[SOURCE EXCERPT]
******************************
Even still, Netflix's international contribution margin continued to improve throughout the year as it brought in significantly more subscriber revenue and spread the cost of its global rights licenses across more regions and subscribers. By the first quarter this year, Netflix international streaming produced a positive contribution margin for the first time ever. It's expected to dip back into negative territory in the second quarter because of the timing of original-series releases, but the upward trend is encouraging.

With the expansion completely behind it, Netflix can focus on managing steady operating margin expansion while still pushing subscriber growth in each region through marketing and continued content investments. The hard work is over. Now it just repeats the same playbook that's driven its success in the U.S., where it boasts a 41.2% contribution margin, and its older successful international markets.

But it's still burning cash

Even though Netflix is starting to produce meaningful operating profits, it's still burning through cash every quarter. Netflix's free cash flow (FCF) was negative $423 million in the first quarter. It's burning more cash than it burned in the first quarter last year -- $261 million. Zooming out, Netflix expects its annual cash burn to increase $300 million to $2 billion.

Back in October, Netflix CFO David Wells said the company needs $1 billion to $1.2 billion each year in cash burn to fund its expanding catalog of originals and licensed series. "I don't see that changing," he noted, indicating thatNetflix will continue burning cash for the foreseeable future.
******************************
[TASK DETAILS] Transcribe the part of the Netflix passage between "With the expansion" and "to $2 billion.", inclusive.

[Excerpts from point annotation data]
******************************
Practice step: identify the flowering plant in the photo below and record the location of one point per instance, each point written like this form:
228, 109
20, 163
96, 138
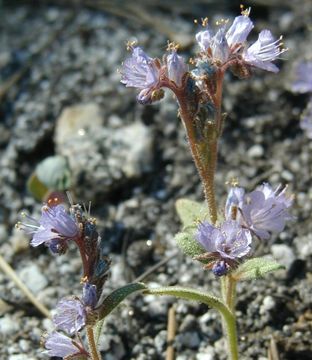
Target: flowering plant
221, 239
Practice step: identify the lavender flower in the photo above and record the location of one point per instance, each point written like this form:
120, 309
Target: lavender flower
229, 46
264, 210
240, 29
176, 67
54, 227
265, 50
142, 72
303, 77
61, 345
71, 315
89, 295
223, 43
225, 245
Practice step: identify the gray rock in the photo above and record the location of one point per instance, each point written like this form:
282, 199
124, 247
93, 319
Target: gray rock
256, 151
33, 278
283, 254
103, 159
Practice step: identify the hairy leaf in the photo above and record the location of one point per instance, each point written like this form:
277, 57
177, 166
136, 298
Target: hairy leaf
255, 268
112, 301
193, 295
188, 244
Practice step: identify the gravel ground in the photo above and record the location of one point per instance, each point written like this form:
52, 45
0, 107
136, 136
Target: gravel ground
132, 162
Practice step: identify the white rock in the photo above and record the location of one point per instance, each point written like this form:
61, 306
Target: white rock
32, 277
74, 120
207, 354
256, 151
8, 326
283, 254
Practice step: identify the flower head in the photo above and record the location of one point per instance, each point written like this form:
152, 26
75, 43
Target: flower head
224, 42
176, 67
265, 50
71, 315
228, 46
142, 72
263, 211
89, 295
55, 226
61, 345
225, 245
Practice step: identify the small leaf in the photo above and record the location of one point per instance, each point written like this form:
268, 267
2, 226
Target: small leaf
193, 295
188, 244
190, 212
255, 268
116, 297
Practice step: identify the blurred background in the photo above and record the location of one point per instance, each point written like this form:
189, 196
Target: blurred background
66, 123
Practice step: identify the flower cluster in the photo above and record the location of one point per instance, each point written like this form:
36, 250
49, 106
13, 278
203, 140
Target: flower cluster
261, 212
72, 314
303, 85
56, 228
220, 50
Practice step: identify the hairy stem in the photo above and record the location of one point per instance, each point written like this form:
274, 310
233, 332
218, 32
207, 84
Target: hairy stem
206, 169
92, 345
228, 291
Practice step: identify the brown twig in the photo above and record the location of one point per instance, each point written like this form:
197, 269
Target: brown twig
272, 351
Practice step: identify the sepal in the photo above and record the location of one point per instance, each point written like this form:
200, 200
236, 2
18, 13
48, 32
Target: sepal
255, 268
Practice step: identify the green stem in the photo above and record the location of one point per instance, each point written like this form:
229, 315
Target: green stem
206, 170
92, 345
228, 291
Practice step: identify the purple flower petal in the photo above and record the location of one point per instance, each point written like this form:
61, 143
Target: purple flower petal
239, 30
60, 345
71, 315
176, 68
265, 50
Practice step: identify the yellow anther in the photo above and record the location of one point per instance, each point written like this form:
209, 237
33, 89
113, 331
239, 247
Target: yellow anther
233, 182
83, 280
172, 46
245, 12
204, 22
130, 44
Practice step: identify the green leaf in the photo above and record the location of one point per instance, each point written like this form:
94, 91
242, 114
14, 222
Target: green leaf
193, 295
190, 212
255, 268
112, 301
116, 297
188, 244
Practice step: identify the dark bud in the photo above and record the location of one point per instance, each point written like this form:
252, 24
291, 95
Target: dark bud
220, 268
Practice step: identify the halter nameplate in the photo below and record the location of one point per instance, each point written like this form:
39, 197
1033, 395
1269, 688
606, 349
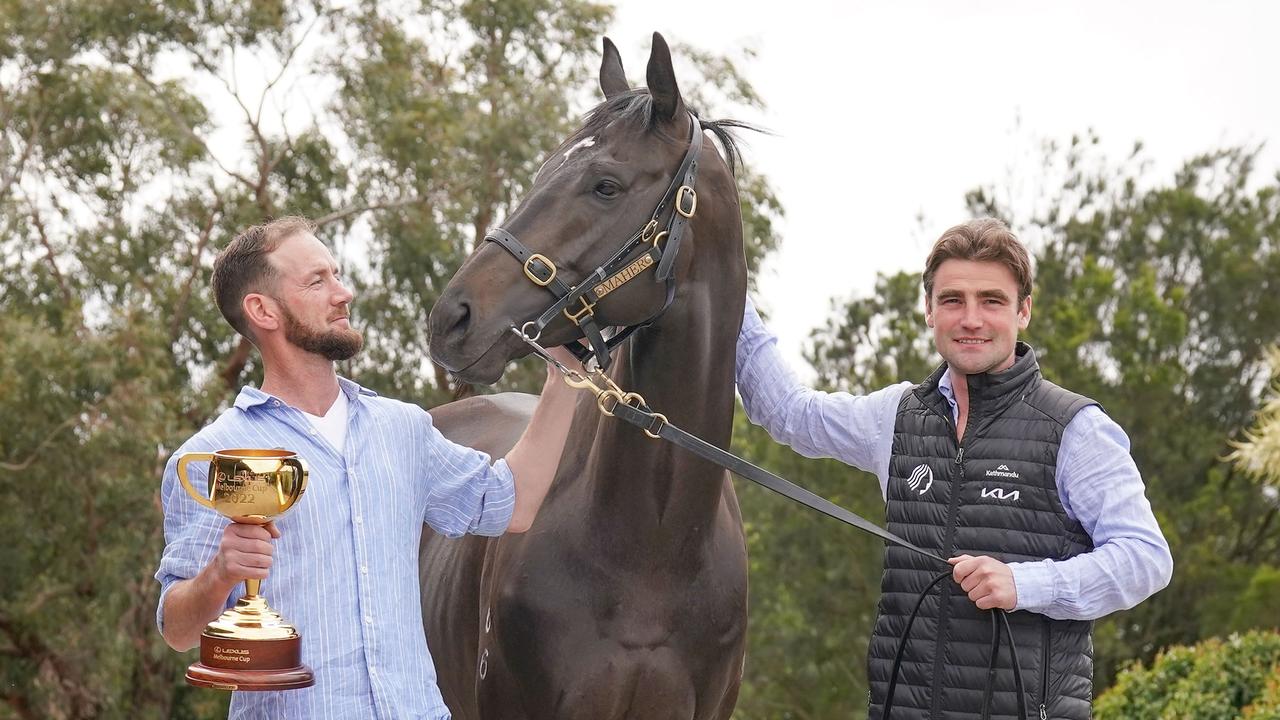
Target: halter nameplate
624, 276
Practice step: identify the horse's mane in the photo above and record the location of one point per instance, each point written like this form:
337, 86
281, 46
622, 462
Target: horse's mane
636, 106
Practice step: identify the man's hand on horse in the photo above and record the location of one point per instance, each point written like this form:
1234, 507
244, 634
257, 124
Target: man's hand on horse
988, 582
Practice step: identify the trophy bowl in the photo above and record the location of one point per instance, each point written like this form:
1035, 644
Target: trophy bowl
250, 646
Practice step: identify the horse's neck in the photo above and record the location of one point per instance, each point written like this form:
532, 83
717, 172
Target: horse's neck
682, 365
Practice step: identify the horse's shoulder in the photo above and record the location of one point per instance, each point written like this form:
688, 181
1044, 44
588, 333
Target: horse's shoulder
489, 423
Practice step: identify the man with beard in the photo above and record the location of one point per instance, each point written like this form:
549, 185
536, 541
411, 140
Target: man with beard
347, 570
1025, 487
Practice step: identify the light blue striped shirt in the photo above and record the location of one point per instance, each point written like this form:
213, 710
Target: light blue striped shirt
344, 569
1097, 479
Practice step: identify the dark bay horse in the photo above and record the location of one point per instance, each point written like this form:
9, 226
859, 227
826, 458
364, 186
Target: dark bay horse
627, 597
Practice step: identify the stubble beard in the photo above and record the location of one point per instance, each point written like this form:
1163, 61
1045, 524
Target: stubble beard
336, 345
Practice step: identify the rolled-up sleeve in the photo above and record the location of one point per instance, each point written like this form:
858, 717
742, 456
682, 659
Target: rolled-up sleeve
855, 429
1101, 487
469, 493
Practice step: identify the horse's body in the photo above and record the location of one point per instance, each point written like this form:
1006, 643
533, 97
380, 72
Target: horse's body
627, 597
******************************
[THE REPLY]
With the expansion completely behind it, Netflix can focus on managing steady operating margin expansion while still pushing subscriber growth in each region through marketing and continued content investments. The hard work is over. Now it just repeats the same playbook that's driven its success in the U.S., where it boasts a 41.2% contribution margin, and its older successful international markets.

But it's still burning cash

Even though Netflix is starting to produce meaningful operating profits, it's still burning through cash every quarter. Netflix's free cash flow (FCF) was negative $423 million in the first quarter. It's burning more cash than it burned in the first quarter last year -- $261 million. Zooming out, Netflix expects its annual cash burn to increase $300 million to $2 billion.